#### [RECORDED INFORMATION]
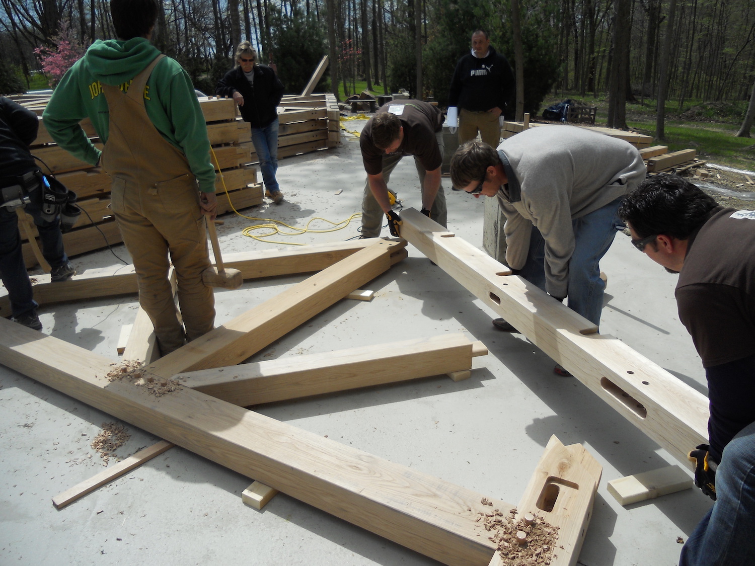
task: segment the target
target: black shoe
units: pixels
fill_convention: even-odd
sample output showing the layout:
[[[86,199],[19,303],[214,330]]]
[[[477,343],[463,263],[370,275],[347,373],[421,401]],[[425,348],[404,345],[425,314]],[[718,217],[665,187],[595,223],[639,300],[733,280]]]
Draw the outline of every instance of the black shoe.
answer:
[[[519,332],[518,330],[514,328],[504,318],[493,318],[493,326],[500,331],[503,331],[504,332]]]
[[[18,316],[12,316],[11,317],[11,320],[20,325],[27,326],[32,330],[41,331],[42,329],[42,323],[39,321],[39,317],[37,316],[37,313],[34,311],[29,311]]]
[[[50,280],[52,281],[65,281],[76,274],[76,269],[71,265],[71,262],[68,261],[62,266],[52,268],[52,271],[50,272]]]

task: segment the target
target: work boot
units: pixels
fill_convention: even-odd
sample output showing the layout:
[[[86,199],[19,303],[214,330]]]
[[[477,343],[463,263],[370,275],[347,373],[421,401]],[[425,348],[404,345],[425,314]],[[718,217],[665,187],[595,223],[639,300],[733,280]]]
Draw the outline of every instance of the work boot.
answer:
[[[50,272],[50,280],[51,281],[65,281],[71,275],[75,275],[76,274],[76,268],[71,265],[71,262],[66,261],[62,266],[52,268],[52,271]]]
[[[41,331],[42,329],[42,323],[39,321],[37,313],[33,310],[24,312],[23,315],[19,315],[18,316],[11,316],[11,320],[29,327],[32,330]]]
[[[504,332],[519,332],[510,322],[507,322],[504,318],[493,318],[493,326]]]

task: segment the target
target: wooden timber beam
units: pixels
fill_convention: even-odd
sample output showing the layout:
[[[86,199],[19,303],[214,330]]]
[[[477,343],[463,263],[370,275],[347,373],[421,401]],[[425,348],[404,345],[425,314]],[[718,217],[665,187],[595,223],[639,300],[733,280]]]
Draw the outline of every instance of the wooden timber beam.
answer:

...

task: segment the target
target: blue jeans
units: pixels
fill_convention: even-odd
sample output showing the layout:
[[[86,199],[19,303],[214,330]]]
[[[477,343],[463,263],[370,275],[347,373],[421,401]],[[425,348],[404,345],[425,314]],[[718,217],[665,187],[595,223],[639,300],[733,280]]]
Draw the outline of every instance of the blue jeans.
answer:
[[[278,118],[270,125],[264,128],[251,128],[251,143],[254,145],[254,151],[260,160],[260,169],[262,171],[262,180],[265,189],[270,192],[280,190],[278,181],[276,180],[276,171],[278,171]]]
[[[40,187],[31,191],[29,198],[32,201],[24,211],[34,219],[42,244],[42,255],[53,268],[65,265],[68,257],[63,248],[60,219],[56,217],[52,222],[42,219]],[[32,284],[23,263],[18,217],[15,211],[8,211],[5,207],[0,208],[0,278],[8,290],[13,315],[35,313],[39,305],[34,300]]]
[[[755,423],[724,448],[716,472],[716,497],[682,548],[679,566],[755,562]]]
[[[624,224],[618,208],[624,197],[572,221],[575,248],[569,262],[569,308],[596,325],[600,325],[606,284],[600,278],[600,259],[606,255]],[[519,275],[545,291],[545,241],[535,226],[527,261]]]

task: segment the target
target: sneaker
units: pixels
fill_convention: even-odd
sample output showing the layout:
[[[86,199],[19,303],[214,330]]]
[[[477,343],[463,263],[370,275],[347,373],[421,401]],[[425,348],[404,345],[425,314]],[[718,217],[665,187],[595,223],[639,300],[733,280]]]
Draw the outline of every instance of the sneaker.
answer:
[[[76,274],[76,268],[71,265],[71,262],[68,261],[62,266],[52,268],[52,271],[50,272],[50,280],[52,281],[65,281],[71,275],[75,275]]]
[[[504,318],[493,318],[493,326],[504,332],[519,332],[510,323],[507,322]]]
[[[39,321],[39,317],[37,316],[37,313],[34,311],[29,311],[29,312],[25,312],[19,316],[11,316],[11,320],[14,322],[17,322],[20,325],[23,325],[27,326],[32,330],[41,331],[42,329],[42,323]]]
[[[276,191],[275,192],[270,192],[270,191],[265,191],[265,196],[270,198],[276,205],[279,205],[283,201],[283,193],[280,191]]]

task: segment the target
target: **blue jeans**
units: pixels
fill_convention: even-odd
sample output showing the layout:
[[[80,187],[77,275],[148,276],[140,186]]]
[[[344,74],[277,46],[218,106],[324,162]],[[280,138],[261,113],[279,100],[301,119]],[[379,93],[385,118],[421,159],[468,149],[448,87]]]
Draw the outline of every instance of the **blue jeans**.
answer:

* * *

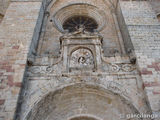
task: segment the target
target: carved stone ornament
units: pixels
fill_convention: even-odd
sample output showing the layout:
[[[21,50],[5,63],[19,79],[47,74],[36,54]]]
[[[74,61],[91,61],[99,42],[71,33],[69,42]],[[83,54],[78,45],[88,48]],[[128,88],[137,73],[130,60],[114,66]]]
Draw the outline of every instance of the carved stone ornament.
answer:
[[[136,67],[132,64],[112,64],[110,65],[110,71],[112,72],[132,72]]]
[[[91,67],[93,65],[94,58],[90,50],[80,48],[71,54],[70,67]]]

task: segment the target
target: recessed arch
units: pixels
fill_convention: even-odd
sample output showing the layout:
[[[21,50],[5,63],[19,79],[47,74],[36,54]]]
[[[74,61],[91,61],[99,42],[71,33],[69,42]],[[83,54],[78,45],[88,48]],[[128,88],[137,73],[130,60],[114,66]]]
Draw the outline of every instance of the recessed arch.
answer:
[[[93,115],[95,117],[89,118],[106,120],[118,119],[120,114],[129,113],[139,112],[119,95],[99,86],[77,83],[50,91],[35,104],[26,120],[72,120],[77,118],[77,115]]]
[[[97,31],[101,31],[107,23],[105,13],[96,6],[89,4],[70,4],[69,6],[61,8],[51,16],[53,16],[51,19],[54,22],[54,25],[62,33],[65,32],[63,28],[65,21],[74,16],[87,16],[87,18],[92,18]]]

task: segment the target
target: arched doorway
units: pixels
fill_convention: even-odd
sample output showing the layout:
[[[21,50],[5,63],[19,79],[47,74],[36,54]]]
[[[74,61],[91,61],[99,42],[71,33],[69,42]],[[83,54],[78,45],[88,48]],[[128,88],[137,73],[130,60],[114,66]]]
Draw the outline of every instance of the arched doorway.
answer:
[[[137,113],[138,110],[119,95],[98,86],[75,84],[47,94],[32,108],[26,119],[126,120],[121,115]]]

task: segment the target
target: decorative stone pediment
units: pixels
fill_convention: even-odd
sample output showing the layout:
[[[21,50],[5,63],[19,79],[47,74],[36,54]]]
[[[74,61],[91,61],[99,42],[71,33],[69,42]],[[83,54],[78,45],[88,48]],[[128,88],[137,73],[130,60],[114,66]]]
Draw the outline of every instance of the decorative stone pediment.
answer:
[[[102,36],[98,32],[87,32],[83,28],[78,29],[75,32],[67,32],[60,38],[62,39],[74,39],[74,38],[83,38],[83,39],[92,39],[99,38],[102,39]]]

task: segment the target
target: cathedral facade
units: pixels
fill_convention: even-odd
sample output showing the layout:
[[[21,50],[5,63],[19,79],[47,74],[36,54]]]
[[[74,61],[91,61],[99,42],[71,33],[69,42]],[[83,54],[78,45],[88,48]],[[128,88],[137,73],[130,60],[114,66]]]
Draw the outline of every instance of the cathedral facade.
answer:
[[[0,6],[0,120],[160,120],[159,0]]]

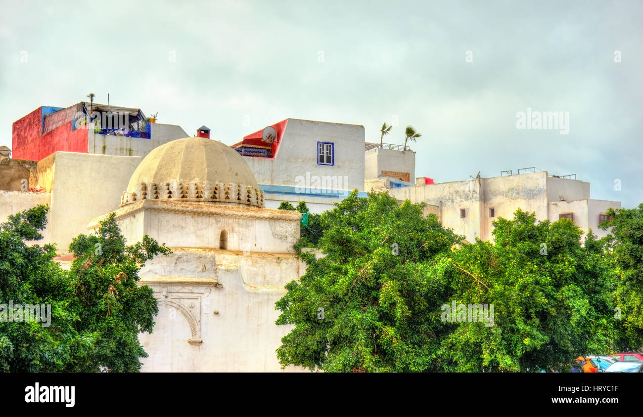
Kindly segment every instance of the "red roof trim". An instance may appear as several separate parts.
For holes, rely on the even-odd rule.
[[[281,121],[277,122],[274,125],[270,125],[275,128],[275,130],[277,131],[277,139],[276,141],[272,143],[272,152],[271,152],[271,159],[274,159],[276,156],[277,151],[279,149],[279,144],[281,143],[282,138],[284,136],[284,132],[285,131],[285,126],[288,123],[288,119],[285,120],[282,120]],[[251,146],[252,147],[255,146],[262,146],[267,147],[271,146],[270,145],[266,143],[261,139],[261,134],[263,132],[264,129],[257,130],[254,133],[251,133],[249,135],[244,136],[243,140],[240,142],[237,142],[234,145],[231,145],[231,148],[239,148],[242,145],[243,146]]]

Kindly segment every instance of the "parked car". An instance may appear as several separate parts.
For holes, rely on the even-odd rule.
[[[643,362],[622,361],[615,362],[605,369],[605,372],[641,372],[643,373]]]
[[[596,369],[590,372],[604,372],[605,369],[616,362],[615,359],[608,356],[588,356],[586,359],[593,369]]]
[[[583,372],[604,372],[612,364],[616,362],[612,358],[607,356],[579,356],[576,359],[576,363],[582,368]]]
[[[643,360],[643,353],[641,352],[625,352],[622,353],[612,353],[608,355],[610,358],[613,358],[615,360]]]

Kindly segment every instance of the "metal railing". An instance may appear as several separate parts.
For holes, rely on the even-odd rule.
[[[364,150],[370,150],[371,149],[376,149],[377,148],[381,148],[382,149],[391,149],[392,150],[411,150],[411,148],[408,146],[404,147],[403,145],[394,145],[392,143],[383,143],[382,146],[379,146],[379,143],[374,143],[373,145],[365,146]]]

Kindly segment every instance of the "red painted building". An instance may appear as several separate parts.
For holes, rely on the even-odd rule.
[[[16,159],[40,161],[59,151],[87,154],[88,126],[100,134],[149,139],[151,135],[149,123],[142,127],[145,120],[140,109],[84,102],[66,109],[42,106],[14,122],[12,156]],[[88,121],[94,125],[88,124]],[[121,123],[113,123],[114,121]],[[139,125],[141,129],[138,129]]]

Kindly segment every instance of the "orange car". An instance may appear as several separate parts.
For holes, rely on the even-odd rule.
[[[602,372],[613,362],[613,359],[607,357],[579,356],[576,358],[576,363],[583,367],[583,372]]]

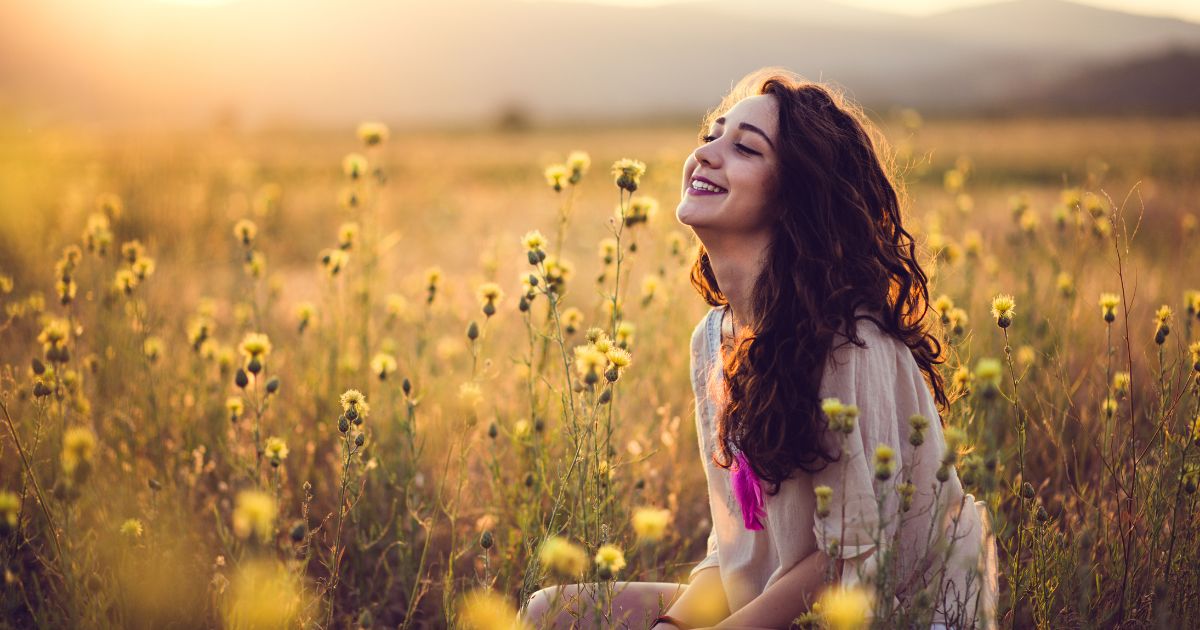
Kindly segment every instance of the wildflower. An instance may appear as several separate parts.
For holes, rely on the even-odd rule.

#### [AIM OF THE TASK]
Select every line from the three blocks above that contains the word "decorative", and copy each one.

#### [FINISHED EXERCISE]
target: decorative stone pediment
Draw the outline of every instance of the decorative stone pediment.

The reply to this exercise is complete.